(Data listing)
^^^^^^^^^^^^^^^^

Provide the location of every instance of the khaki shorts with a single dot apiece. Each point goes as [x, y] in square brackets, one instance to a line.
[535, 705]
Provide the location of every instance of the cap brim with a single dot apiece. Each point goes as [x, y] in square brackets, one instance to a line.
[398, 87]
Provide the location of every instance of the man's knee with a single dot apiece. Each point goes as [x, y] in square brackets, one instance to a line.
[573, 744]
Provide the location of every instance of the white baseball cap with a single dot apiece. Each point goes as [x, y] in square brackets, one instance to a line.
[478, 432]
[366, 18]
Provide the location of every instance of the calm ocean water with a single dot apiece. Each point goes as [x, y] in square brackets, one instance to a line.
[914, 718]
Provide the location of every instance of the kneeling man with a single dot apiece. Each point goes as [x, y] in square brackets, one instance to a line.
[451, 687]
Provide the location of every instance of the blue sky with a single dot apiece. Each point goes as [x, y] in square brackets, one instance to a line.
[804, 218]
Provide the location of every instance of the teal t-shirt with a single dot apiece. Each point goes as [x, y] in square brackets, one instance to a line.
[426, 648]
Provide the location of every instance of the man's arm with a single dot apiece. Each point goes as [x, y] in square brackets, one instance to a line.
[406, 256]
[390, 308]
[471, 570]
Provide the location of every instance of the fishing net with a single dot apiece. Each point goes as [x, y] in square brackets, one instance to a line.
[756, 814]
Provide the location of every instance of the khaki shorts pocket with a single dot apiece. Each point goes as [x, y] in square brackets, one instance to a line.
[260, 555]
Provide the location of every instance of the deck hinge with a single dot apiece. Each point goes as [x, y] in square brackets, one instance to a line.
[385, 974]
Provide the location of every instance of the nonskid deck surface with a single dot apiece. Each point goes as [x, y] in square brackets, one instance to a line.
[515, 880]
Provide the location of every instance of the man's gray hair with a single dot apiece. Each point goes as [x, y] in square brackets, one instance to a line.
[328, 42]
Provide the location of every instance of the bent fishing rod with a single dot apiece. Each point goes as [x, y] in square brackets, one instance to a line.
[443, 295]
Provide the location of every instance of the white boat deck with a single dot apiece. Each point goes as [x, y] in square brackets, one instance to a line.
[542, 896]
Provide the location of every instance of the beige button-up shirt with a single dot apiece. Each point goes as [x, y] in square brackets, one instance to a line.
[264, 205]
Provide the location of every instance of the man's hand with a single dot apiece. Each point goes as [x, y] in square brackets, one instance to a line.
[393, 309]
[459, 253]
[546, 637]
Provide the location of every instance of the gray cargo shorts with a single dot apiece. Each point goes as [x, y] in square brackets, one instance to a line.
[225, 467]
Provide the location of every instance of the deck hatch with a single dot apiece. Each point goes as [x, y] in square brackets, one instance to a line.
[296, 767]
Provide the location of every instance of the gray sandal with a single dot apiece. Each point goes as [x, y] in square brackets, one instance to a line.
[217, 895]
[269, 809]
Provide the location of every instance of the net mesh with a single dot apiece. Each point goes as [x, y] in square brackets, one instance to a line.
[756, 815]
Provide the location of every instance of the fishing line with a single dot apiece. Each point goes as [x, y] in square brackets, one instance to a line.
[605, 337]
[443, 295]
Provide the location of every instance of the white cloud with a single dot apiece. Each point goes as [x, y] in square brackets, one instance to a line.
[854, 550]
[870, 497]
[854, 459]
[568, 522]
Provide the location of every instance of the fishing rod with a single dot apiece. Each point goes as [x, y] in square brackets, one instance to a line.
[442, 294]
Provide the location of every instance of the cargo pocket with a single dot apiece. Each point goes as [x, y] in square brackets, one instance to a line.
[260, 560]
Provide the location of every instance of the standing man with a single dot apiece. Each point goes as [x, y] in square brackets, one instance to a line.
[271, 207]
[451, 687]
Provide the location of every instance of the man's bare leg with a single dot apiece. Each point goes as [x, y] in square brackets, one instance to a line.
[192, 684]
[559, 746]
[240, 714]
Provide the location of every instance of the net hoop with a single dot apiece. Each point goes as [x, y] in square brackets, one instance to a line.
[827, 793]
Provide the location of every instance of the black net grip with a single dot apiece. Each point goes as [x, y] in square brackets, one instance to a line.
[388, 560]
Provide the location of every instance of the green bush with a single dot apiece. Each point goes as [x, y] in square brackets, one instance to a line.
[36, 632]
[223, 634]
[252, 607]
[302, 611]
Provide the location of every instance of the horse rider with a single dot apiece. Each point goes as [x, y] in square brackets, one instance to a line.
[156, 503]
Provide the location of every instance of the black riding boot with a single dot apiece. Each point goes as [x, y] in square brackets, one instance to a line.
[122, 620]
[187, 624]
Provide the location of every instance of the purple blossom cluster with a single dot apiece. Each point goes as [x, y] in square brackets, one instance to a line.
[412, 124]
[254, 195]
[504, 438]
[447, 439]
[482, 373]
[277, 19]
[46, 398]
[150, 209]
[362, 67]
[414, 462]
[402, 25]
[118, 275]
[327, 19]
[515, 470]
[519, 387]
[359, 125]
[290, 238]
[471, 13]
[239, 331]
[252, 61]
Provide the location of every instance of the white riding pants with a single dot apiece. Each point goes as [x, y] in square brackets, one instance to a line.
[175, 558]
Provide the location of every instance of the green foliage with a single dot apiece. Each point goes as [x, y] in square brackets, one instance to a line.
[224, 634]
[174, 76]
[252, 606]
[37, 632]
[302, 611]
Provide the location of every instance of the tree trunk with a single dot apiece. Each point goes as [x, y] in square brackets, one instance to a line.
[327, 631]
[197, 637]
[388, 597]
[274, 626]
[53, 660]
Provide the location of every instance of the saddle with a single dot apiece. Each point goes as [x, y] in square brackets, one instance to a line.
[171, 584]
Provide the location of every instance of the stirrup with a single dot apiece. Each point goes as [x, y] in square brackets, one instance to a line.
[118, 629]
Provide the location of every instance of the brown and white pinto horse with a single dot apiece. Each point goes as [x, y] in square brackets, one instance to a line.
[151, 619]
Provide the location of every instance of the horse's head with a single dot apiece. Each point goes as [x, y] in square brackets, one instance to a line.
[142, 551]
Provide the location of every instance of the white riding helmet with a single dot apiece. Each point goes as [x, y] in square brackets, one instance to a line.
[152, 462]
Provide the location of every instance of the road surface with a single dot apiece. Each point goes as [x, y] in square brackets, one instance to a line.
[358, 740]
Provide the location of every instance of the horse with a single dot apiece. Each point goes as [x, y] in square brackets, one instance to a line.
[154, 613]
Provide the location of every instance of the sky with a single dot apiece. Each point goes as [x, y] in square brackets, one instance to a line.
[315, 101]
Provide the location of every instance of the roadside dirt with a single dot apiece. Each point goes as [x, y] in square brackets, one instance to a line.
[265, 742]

^^^^^^^^^^^^^^^^

◆ **What you need to do**
Copy the stretch from the line containing "Provide the location of every instance of the roadside" through the last of the rows, word for word.

◆ **The result**
Provide the location of every instance of the roadside dirt with a single dot apiece. Each point goes as [x, y] in square brackets, one instance to a line.
[265, 742]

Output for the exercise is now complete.